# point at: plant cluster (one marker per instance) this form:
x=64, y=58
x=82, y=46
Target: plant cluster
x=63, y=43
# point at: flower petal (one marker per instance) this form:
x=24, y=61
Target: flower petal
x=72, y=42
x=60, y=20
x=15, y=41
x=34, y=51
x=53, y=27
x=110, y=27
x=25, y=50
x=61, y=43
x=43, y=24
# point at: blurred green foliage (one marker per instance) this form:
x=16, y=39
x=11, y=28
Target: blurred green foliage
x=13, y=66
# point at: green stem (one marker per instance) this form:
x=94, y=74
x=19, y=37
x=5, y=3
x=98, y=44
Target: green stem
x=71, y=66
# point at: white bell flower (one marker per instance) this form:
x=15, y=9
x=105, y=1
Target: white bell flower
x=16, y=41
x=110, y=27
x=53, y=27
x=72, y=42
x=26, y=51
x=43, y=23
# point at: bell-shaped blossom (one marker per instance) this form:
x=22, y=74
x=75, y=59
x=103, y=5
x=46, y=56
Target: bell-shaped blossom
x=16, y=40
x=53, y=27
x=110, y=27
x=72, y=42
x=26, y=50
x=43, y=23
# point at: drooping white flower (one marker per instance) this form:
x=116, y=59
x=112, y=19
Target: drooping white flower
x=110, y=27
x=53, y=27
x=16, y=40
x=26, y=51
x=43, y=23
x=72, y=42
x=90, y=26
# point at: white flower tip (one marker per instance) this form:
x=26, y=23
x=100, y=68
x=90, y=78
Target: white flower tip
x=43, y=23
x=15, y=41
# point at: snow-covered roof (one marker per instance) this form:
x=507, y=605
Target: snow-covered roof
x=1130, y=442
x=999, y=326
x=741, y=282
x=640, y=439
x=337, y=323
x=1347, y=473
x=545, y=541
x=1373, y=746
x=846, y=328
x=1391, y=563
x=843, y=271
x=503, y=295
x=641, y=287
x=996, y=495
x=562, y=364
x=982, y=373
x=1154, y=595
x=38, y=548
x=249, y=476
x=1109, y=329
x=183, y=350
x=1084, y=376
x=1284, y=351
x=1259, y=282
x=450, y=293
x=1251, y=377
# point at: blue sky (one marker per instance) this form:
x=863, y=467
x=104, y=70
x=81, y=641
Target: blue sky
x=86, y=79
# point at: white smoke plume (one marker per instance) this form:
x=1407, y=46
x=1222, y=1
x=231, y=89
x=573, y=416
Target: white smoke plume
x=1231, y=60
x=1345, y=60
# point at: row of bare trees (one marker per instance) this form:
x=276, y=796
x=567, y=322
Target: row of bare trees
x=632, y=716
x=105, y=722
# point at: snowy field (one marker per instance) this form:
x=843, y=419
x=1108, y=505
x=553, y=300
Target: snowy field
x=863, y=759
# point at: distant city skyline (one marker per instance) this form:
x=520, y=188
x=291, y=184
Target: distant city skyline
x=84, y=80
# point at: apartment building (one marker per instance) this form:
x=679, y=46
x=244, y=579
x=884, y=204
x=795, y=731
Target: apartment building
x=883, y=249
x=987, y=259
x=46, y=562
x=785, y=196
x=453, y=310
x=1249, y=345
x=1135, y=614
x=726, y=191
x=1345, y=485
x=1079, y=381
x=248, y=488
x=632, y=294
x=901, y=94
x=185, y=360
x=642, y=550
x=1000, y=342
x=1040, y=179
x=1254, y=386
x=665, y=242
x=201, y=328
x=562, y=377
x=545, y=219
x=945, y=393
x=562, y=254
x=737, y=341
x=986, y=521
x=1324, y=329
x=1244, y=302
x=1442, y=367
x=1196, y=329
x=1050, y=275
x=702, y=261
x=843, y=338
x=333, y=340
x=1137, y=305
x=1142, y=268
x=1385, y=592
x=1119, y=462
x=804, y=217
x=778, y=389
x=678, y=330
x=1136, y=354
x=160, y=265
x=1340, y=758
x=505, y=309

========

What the task asks
From the first line of the listing above to the line with "x=507, y=605", please transcribe each line exactly, both ends included, and nothing beyond that.

Output for this task
# point at: plant cluster (one marker per instance) this form:
x=64, y=58
x=82, y=46
Target: plant cluster
x=63, y=43
# point at: flower petal (one marker per instance) this form:
x=24, y=61
Target: flower petal
x=72, y=42
x=60, y=20
x=15, y=41
x=34, y=51
x=53, y=27
x=110, y=27
x=25, y=50
x=61, y=43
x=43, y=24
# point at: blurred green foliage (one marker per instance) this form:
x=16, y=39
x=11, y=28
Target: blurred green foliage
x=13, y=66
# point at: green stem (one marker per instance) this form:
x=94, y=74
x=19, y=37
x=5, y=3
x=98, y=44
Target: green stem
x=71, y=66
# point at: white bell flower (one marker per instance) this form:
x=15, y=9
x=105, y=1
Target: white bell flower
x=16, y=41
x=110, y=27
x=53, y=27
x=72, y=42
x=26, y=51
x=43, y=23
# point at: bell-shaped blossom (one marker per instance) this form:
x=22, y=74
x=75, y=59
x=103, y=5
x=46, y=56
Target: bell-shaped blossom
x=16, y=40
x=53, y=27
x=110, y=27
x=72, y=42
x=26, y=50
x=43, y=23
# point at: drooping white flower (one marker per instance) this form:
x=116, y=59
x=112, y=19
Target: drooping white flower
x=110, y=27
x=53, y=27
x=16, y=40
x=26, y=51
x=43, y=23
x=72, y=42
x=90, y=26
# point at: white flower tip (one marker per instance) this form:
x=26, y=23
x=100, y=68
x=90, y=78
Target: white flower tip
x=43, y=23
x=15, y=41
# point at: snow-covered roof (one marker per instance) this form:
x=507, y=605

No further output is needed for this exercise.